## Work to be completed
Give the part of the items that opens with the line containing "Detect any visible sponsor patch on sleeve." and closes with the line containing "[496,199,527,225]", both included, as a Markdown table with the columns Row and Line, where Row numbers each line. Leave out blank lines and the pictures.

## Raw records
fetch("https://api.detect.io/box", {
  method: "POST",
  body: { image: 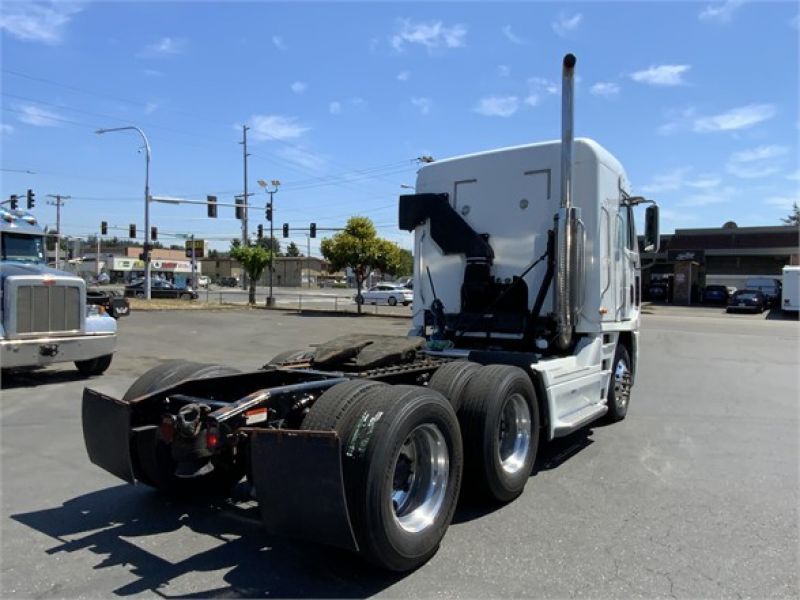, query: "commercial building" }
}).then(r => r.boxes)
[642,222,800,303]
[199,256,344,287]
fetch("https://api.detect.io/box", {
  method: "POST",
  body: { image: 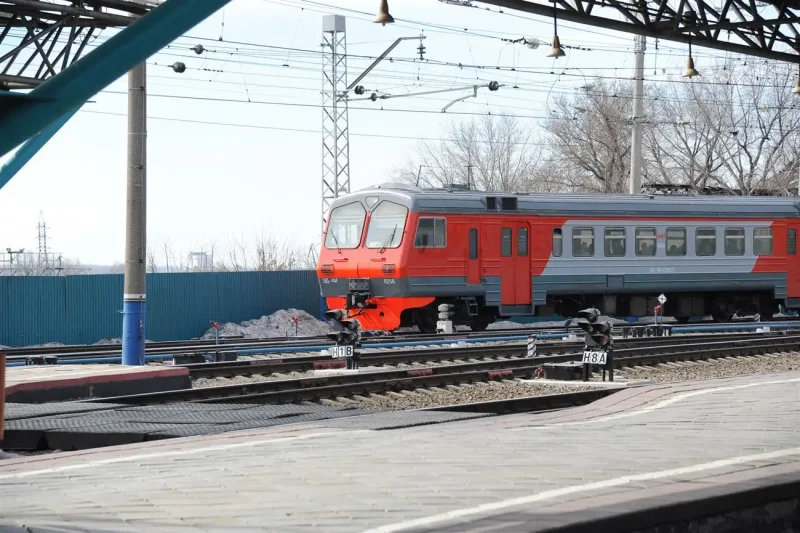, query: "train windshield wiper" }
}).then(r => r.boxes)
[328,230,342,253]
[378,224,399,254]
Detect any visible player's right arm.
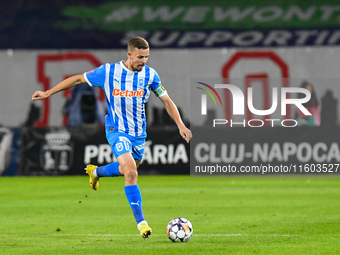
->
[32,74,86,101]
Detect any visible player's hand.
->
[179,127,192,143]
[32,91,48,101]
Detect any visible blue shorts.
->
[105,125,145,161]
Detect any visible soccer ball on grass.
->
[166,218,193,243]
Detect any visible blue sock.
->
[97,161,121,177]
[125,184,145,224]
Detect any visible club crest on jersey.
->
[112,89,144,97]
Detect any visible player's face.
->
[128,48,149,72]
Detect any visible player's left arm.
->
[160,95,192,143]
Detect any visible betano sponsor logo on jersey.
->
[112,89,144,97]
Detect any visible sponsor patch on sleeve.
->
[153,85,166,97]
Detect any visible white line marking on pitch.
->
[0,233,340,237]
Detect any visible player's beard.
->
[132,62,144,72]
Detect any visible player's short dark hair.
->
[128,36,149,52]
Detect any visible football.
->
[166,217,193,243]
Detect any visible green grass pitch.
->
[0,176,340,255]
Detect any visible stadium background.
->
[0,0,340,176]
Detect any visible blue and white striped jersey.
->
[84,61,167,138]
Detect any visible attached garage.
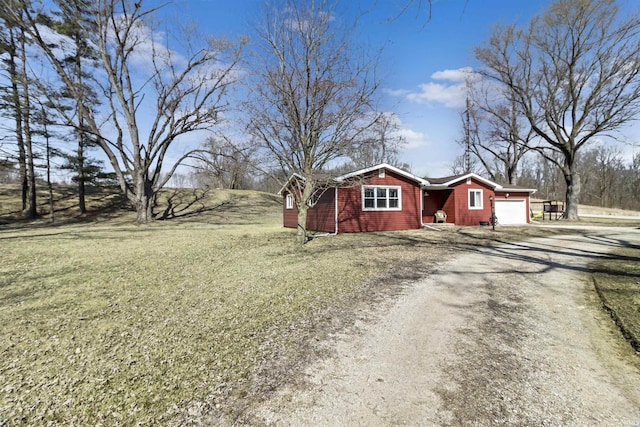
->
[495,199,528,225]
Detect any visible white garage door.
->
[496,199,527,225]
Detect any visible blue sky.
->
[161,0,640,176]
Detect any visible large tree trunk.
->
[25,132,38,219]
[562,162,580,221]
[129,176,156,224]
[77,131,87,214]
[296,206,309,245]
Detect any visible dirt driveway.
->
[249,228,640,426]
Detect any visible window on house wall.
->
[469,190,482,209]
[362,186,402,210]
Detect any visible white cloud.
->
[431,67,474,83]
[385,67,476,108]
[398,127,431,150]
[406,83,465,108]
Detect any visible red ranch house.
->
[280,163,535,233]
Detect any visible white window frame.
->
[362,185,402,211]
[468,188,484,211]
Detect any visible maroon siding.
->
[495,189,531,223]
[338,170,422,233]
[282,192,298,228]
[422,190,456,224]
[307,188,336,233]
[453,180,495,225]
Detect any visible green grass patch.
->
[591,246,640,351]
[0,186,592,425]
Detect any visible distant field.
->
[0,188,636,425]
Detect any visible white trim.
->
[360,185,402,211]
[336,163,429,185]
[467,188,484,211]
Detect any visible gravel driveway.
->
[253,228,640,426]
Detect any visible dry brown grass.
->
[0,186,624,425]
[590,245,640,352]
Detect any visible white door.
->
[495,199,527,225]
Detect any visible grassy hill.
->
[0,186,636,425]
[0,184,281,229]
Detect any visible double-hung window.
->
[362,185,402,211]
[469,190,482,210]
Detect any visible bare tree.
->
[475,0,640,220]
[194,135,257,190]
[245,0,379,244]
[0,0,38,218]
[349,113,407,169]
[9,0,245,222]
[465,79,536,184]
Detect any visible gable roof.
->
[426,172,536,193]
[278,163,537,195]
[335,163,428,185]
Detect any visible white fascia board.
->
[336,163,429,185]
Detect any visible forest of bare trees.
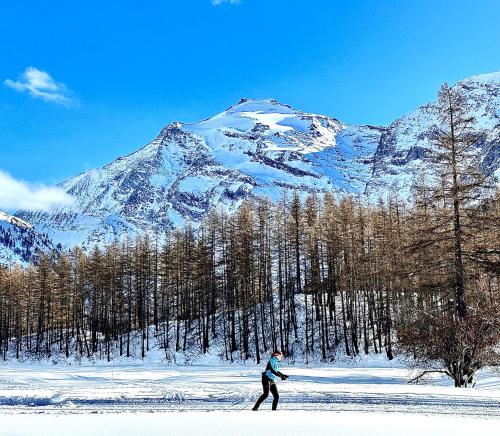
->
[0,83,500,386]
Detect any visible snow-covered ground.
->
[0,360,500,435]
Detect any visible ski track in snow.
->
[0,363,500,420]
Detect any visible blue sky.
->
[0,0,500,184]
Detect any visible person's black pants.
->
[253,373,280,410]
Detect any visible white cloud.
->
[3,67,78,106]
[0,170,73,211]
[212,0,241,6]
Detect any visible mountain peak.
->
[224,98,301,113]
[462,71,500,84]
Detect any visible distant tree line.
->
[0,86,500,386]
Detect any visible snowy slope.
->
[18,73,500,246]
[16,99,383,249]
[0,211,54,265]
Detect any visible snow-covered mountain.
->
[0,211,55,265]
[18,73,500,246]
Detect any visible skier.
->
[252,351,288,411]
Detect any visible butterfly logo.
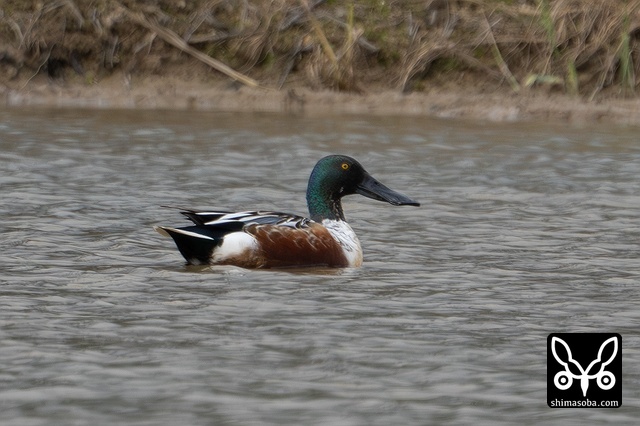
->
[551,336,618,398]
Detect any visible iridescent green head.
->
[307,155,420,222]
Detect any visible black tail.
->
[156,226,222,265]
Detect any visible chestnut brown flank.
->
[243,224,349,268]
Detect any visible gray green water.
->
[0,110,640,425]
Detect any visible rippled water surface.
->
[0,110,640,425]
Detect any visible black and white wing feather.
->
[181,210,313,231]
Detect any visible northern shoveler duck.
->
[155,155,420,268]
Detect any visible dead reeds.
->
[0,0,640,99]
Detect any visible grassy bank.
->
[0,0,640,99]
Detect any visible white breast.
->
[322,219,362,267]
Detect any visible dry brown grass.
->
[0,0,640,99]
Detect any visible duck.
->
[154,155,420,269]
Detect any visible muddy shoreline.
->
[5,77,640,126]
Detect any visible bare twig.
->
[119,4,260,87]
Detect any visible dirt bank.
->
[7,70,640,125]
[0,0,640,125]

## Response to the exercise
| Row | Line |
|---|---|
| 1 | Detect any visible sponsor patch on sleeve. |
| 2 | -> |
| 3 | [153,85,166,97] |
| 4 | Detect any visible white line marking on pitch. |
| 5 | -> |
| 6 | [0,233,340,237] |
| 7 | Detect any visible player's beard. |
| 8 | -> |
| 9 | [132,62,144,72] |
| 10 | Detect any visible player's short dark hair. |
| 11 | -> |
| 12 | [128,36,149,52] |
| 13 | Detect any visible football. |
| 14 | -> |
| 15 | [166,217,193,243] |
| 16 | Detect any visible green grass pitch. |
| 17 | -> |
| 18 | [0,176,340,255] |
| 19 | Detect any visible stadium background. |
| 20 | -> |
| 21 | [0,0,340,176] |
| 22 | Detect any visible blue and white striped jersey. |
| 23 | -> |
| 24 | [84,61,167,138] |
| 25 | Detect any visible attached garage. |
| 26 | -> |
| 27 | [495,199,528,225] |
| 28 | Detect any visible white garage door. |
| 29 | -> |
| 30 | [496,199,527,225] |